Source data
┄┄┄┄┄┄
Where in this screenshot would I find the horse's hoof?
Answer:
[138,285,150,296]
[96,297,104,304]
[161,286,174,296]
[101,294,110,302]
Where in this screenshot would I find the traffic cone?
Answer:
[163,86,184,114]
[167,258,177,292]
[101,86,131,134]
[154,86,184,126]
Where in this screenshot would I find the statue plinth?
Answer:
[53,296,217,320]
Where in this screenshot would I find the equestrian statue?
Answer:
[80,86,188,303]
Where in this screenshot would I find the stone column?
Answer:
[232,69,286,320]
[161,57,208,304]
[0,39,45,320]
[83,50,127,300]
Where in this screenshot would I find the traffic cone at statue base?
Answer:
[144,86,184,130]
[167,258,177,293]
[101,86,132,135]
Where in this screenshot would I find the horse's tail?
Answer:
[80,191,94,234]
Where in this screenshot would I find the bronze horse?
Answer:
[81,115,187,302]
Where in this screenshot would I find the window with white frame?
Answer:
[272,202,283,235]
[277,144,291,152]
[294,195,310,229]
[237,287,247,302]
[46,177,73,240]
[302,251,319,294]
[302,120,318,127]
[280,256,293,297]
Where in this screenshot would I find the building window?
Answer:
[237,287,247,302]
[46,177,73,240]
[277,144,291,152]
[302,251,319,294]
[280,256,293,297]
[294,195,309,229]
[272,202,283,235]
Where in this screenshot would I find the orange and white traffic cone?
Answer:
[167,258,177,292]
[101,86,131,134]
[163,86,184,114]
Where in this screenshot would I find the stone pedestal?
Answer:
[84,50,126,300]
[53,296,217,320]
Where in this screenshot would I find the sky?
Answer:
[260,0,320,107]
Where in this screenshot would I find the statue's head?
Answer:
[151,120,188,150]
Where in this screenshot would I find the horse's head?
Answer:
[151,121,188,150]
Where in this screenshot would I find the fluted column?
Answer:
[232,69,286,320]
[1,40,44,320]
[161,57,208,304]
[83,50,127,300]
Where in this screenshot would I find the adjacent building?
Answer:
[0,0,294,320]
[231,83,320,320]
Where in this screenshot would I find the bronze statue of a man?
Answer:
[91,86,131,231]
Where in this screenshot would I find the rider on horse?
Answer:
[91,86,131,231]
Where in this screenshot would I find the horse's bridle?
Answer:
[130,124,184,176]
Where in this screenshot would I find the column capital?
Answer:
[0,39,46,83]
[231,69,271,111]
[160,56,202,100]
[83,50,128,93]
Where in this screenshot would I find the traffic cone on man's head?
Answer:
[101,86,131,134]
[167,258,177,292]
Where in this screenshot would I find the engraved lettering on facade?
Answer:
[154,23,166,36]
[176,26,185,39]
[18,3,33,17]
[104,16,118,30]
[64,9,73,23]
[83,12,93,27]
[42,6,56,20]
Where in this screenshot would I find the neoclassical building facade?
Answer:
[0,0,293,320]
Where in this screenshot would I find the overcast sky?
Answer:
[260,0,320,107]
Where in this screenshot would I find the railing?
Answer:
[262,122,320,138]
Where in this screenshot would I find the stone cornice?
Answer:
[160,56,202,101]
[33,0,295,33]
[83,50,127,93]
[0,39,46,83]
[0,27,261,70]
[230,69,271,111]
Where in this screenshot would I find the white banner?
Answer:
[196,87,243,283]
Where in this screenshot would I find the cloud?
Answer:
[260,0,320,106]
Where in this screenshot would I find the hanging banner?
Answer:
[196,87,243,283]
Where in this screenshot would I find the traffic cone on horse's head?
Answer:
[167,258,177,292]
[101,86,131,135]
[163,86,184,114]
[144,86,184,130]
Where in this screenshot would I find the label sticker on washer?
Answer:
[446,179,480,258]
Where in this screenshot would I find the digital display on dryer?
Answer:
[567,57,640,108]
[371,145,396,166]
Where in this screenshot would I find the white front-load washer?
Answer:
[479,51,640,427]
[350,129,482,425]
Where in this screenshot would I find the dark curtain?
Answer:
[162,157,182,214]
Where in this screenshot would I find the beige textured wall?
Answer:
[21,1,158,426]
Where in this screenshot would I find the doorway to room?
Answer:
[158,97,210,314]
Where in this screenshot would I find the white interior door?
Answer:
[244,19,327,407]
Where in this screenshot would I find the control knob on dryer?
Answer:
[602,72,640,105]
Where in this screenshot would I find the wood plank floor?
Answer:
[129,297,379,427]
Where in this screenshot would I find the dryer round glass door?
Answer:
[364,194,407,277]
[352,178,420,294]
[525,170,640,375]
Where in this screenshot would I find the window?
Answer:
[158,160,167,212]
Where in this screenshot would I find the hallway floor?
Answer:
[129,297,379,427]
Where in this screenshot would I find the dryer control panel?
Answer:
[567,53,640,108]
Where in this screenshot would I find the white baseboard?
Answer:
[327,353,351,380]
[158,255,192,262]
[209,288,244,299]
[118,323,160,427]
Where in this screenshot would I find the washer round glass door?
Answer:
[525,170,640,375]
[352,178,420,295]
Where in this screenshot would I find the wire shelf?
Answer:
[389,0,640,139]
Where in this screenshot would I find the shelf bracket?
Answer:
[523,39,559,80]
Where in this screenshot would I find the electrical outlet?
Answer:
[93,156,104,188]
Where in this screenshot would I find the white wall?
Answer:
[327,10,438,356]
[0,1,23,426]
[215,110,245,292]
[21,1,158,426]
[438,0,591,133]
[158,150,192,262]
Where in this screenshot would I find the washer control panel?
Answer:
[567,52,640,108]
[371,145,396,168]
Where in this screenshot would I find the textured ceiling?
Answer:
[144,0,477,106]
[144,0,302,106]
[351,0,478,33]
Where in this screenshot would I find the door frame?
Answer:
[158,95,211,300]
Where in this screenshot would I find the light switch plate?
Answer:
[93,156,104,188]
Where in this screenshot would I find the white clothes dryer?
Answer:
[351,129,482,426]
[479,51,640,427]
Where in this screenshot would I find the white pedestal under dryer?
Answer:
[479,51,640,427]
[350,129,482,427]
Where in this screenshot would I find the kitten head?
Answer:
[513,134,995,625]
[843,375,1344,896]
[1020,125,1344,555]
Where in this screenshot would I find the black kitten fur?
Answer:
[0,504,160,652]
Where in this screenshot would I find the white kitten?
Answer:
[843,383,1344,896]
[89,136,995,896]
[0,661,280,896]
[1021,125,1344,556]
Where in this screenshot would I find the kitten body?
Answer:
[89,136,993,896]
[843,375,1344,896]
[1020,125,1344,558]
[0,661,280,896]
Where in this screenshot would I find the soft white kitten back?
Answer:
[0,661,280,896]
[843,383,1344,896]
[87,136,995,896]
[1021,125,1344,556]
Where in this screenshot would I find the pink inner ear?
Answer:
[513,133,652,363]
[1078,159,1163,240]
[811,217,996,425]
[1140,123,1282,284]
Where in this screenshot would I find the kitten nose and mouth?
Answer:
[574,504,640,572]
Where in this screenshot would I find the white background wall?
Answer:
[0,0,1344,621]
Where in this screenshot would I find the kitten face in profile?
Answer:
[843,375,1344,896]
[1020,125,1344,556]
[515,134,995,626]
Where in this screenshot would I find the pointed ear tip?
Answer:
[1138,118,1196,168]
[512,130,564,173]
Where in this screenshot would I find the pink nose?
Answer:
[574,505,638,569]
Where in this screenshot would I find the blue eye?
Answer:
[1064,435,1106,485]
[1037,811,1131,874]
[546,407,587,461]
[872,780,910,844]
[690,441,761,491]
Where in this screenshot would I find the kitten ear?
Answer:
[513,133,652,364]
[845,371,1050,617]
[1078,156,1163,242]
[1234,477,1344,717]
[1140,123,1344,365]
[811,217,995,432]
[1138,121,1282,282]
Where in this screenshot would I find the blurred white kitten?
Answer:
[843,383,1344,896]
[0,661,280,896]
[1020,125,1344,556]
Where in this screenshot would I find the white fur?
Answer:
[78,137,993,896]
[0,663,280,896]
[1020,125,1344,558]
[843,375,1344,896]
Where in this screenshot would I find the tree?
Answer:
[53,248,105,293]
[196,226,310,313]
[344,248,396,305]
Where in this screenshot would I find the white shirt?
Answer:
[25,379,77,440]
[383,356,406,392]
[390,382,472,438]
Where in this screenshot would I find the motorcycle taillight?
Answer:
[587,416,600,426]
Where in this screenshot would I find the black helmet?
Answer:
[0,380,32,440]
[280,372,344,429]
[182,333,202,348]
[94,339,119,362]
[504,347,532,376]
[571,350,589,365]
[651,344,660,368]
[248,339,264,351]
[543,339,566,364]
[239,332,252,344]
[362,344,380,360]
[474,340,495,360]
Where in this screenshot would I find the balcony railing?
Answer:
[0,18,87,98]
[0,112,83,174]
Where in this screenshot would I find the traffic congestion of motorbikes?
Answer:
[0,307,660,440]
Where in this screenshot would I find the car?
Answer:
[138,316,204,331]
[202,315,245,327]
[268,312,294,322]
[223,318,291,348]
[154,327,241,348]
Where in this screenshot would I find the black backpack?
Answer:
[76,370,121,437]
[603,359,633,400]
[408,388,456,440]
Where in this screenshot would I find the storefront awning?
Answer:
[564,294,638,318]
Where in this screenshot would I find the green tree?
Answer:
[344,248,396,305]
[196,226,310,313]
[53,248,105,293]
┄┄┄┄┄┄
• [What is being asked]:
Output the entries as a Markdown table with the columns Row and Text, starting with the line that contains "Where in this screenshot would I find the white pedestal" and going on through the line that contains "[512,130,564,173]". Include only those lines, and leave out any blank ones.

• [The reply]:
| Row | Text |
|---|---|
| 1 | Where in this screenshot would I find the white pedestal under dryer? |
| 2 | Answer: |
| 3 | [479,51,640,427] |
| 4 | [350,129,482,427] |
| 5 | Where in this screenshot would I find the kitten head? |
| 6 | Answer: |
| 7 | [513,134,995,625] |
| 8 | [843,375,1344,896] |
| 9 | [1020,125,1344,555] |
| 10 | Where in this screenshot would I find the black kitten fur? |
| 11 | Answer: |
| 12 | [0,504,160,652] |
| 13 | Where in this screenshot would I find the white kitten? |
| 14 | Answer: |
| 15 | [843,383,1344,896] |
| 16 | [89,136,995,896] |
| 17 | [0,661,280,896] |
| 18 | [1021,125,1344,556] |
| 19 | Where in this screenshot would I find the kitten body? |
| 20 | Answer: |
| 21 | [89,136,993,896] |
| 22 | [843,375,1344,896] |
| 23 | [1020,125,1344,558] |
| 24 | [0,661,280,896] |
| 25 | Where in this screenshot would I find the soft white kitten back? |
| 26 | Answer: |
| 27 | [0,661,280,896] |
| 28 | [843,383,1344,896] |
| 29 | [87,136,995,896] |
| 30 | [1021,125,1344,556] |
| 31 | Where in this screenshot would I find the pink inner ear? |
| 32 | Answer: |
| 33 | [513,133,652,363] |
| 34 | [1078,159,1163,240] |
| 35 | [811,217,996,425] |
| 36 | [1140,123,1282,284] |
| 37 | Where in this screenshot would I find the kitten nose and mouth? |
| 38 | Answer: |
| 39 | [574,504,640,572] |
| 40 | Where in this screenshot would I find the white background wall? |
| 41 | Answer: |
| 42 | [0,0,1344,621] |
| 43 | Where in this screenshot would I find the kitten face in profile? |
| 44 | Answer: |
| 45 | [843,375,1344,896] |
| 46 | [1020,125,1344,556] |
| 47 | [515,134,995,626] |
| 48 | Where in this screenshot would I find the pointed ear tip? |
| 49 | Answer: |
| 50 | [1138,118,1196,168] |
| 51 | [512,130,564,173] |